MATERIAL FOR THIS TASK>
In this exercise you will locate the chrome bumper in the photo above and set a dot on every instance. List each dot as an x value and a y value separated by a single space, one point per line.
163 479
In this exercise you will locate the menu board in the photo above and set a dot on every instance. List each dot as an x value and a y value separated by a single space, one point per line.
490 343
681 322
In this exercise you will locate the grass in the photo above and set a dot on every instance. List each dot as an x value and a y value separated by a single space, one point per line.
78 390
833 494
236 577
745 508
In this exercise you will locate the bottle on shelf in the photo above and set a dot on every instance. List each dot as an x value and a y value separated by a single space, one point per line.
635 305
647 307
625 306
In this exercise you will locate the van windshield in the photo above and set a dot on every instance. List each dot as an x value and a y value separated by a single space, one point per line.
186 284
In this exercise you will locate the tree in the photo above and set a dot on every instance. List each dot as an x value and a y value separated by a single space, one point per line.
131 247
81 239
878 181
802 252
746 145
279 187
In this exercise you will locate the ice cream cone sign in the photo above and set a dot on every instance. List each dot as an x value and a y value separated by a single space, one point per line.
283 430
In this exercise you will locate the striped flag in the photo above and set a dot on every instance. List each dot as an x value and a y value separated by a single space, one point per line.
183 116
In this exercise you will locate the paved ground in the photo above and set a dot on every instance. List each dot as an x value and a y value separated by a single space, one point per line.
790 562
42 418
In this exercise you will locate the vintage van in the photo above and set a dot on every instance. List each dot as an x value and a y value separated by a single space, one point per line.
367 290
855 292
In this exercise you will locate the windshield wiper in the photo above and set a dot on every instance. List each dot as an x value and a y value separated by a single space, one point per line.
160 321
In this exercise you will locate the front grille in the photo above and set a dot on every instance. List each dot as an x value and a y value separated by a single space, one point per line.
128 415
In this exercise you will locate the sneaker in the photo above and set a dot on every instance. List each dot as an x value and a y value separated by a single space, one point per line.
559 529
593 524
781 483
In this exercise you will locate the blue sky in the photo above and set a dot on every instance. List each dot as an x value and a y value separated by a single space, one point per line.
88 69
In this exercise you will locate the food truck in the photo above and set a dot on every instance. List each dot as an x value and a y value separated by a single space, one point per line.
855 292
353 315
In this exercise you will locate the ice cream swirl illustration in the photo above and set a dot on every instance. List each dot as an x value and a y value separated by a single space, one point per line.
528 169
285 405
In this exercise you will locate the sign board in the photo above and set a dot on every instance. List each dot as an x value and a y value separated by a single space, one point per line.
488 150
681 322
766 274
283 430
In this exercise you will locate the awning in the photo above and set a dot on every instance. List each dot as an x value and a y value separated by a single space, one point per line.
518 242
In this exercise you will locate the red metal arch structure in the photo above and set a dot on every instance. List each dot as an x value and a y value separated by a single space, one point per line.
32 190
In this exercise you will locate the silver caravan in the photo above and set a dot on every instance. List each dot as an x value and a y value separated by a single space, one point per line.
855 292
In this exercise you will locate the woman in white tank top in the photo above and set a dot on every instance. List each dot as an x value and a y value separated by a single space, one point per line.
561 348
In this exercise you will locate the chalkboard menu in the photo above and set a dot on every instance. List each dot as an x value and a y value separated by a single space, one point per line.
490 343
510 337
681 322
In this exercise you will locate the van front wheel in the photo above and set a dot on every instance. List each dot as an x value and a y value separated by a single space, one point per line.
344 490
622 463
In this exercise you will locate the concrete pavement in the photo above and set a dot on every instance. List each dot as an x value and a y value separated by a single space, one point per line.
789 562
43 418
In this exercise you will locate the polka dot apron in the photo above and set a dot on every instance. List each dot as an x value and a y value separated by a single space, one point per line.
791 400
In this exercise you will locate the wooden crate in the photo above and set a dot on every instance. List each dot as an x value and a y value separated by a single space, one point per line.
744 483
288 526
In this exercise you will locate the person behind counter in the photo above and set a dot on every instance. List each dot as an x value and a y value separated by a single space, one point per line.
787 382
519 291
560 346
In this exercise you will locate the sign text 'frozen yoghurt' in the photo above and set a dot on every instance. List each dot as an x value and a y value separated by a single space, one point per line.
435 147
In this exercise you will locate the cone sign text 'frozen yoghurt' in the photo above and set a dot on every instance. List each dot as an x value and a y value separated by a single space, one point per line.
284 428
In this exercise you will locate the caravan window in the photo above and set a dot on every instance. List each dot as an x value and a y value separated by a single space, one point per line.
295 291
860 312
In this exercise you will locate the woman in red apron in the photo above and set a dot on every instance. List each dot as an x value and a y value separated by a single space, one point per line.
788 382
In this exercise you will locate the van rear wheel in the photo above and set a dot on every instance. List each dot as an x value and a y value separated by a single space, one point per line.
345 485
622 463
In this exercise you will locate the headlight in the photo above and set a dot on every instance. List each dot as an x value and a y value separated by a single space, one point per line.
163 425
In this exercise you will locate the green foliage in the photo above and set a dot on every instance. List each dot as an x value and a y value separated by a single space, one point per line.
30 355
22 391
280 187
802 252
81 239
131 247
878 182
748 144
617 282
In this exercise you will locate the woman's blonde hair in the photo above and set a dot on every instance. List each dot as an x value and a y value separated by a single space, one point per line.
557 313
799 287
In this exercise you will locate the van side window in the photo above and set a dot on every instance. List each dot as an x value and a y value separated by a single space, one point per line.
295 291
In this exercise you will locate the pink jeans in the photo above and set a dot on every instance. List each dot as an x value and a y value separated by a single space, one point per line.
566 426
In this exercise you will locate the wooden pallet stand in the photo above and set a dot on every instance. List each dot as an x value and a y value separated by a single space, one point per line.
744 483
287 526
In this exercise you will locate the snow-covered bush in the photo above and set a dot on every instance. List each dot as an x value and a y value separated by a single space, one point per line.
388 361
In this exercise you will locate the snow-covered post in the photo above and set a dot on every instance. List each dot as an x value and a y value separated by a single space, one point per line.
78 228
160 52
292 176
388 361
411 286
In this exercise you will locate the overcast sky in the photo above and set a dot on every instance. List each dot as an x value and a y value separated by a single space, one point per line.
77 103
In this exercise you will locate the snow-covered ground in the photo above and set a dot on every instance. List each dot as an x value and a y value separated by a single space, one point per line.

WORK TO DO>
Convert the lines from the one containing "In this exercise you will locate the green" through the end of the rows into a Markdown table with columns n and Line. Number each line and leave out any blank lines.

ANSWER FOR THE TASK>
| n | Line |
|---|---|
| 1 | In this exercise you will locate the green foliage in the photo above and set a dot on every instance. List each dot as an x value and a y value separated by a single space, one point per line. |
| 2 | 30 355 |
| 3 | 22 391 |
| 4 | 280 187 |
| 5 | 802 252 |
| 6 | 81 239 |
| 7 | 131 247 |
| 8 | 878 182 |
| 9 | 748 144 |
| 10 | 617 282 |
| 11 | In this exercise you will locate the woman's blonde hair in the photo above and set a dot on every instance. List each dot as an x value and a y value separated by a single space, one point per line. |
| 12 | 557 313 |
| 13 | 799 287 |
| 14 | In this exercise you will locate the van side window in the photo above and set a dot on every instance. List each dot as an x value and a y value separated by a single space, one point per line. |
| 15 | 295 291 |
| 16 | In this exercise you will locate the pink jeans in the photo above and set a dot on every instance. List each dot as an x value and a y value separated by a single space, one point per line. |
| 17 | 566 426 |
| 18 | In this exercise you will locate the wooden pallet stand in the photo above and set a dot on every instance. List each dot as an x value and a y value separated by a single space, one point per line. |
| 19 | 744 483 |
| 20 | 287 526 |
| 21 | In this exercise you will locate the snow-covered bush in the photo above and set a dot on every instance. List each dot as an x value and a y value separated by a single space, one point per line. |
| 22 | 388 361 |
| 23 | In this exercise you will locate the snow-covered post in the photo above and set a dot on every instance. List each dot as an x value and a y value separated by a single space, one point per line. |
| 24 | 78 228 |
| 25 | 160 52 |
| 26 | 292 176 |
| 27 | 388 361 |
| 28 | 411 286 |
| 29 | In this exercise you will locate the overcast sky in the photo above and set a dot on every instance. List each dot as an x value and a y value separated by a single space, one point per line. |
| 30 | 77 103 |
| 31 | In this exercise you will locate the snow-covered ground in the photo above and set a dot on every instance. List each dot as an x value and a y value separated by a single space, one point per line. |